> **Excerpt**
++++++
Ransomware virus hijacks your computer until you pay

Watch the report from Action News' Nydia Han
March 7, 2014 1:15:16 PM PST
A malicious virus is infecting people's computers, and it has seasoned technical experts and even federal authorities scratching their heads.

It is a growing problem: a virus that holds your computer and everything on it hostage until you pay ransom.

Action News captured a message from one Bucks County woman's computer.

"Your files are encrypted, we are going to burn them."

She asked not to be identified, so we will call her Judith.

Judith called Action News right after she turned on her computer and saw the message.

"Here's the date and time by which you have to go and get the green dot money pack card, bring $400 worth of cash with you and then we will unlock your computer," she was told.

Judith's computer machine had become infected with a virus known as ransomware.

The virus captured all of Judith's files, and the criminals behind it told her she would lose everything unless she paid that $400 using an untraceable gift card. And Judith was given only 72 hours to act.

"It was a wakeup call. There's no doubt it was a wakeup call," said Marilee Ryan

When Marilee Ryan fell victim to ransomware, she called her friend, who is an IT specialist, but even he couldn't unencrypt it.

"As far as the complexity, this is insane. This is incredible," said Dave Bannister, owner of HamiltonSpotlight.com.

Ryan decided to pay the ransom.

"The minute that I put the money in there and hit 'Send the Money,' the files started getting decrypted," she said.
++++++
> **Data under study**
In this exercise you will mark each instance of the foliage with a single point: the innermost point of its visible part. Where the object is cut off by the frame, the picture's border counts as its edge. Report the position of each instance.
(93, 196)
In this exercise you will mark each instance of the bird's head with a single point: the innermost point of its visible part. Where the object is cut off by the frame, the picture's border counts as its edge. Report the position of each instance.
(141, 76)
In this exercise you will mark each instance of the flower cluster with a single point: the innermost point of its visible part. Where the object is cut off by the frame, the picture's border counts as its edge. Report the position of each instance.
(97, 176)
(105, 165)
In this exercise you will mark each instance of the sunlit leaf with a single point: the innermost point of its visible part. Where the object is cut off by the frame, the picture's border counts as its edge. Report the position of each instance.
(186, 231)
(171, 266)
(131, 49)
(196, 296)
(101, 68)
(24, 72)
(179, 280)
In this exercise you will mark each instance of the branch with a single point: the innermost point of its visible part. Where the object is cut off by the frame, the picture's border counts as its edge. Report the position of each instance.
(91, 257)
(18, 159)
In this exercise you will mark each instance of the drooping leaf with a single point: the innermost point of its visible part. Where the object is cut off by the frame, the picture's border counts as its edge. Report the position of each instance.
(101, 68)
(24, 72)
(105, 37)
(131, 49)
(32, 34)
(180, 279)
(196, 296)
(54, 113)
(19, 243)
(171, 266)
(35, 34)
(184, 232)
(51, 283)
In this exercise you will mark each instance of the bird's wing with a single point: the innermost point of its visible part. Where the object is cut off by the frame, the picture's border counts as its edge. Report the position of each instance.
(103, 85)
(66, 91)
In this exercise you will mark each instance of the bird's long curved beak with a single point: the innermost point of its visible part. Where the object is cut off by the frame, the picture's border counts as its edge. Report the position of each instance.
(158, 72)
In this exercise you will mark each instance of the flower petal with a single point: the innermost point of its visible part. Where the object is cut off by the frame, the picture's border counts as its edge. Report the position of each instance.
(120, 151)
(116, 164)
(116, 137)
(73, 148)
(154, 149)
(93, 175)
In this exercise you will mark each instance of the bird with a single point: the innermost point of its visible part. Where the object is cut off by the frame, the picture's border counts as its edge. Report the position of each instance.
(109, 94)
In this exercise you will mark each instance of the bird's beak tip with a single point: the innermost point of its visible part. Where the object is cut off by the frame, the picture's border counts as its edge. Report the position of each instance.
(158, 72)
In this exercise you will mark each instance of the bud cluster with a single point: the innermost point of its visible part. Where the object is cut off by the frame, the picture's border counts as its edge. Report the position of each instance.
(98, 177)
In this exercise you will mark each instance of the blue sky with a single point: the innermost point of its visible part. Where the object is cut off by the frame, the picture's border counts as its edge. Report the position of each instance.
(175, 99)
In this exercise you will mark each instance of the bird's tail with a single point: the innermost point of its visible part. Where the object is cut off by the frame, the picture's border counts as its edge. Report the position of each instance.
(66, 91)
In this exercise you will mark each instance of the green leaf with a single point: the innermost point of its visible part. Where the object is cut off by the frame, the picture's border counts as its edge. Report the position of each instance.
++++++
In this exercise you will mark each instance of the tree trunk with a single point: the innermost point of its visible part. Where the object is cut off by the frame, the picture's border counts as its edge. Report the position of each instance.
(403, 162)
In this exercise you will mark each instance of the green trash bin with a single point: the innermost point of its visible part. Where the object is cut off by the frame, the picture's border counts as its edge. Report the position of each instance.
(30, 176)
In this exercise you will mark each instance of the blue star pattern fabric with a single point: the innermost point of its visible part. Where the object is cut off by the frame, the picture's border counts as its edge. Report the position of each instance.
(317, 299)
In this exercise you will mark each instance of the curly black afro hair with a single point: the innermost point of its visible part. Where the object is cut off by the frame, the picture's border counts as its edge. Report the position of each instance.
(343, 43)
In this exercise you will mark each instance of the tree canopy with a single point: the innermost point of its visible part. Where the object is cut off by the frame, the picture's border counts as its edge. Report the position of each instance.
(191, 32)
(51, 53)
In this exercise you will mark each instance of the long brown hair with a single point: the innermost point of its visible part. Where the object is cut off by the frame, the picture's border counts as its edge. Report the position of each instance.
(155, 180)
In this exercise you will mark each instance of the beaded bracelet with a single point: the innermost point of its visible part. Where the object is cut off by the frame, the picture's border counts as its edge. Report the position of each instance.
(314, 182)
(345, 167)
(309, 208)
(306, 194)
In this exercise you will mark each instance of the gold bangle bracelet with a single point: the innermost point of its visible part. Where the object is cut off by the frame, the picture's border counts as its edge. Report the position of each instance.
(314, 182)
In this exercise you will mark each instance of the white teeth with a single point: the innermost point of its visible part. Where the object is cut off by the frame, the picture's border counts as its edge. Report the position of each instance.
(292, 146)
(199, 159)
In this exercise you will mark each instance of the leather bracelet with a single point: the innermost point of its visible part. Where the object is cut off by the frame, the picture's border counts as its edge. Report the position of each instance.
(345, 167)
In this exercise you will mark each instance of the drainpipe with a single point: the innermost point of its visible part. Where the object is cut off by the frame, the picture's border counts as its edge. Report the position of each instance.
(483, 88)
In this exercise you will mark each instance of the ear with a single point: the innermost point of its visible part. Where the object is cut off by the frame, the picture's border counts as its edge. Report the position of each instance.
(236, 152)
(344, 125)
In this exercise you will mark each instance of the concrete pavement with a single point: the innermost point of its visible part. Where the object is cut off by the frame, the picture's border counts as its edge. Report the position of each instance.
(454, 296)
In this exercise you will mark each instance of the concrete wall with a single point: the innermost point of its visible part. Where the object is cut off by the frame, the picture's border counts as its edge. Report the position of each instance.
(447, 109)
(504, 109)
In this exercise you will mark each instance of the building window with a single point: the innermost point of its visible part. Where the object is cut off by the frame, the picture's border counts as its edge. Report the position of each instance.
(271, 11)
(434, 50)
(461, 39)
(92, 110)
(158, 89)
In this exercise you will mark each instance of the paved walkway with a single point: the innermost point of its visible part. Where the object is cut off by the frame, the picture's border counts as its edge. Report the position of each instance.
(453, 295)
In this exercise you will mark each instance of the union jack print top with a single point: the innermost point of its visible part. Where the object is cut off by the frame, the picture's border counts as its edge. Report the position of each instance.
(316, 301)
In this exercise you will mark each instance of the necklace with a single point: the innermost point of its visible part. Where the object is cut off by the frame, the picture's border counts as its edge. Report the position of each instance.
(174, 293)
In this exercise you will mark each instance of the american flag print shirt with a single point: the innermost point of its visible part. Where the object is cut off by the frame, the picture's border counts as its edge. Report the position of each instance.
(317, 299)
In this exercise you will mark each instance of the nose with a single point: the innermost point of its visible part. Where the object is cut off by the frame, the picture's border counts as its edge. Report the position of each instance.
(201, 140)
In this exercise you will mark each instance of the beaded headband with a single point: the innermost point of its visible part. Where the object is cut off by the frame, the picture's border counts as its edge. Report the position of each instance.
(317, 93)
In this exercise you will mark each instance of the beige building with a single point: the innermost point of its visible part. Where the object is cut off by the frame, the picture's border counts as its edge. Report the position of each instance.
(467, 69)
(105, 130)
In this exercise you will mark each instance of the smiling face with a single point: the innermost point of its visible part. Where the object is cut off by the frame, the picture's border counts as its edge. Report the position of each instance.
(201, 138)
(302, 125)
++++++
> **Goal of the exercise**
Continue the ransomware news report from the point where it stops, writing the next few paragraphs.

> **Output for this exercise**
Judith chose not to pay and lost everything.

"I had a collection of memorabilia, community affairs, my writings, pictures, recipes," she said. "It's all gone."

But a word of warning: there is absolutely no guarantee that even if you do pay, you will get your files back. In many cases, victims don't recover anything.

So take steps to avoid a computer hijacking in the first place.

"Keeping your system up to date, installing your anti-virus patches, your system patches, being suspicious of chain mail and email attachments," said Russell Handorf, Computer Scientist for the FBI's Cyber Task Force.

It is usually clicking on a link or attachment that allows the virus to invade, so do not open anything you are not expecting even if it appears to be from someone you know.

Also, back up your computer files regularly. An external hard drive may not be enough if you are a heavy user.

Consider using a reputable off-site server house that will hold your data in an ITS system for safe keeping.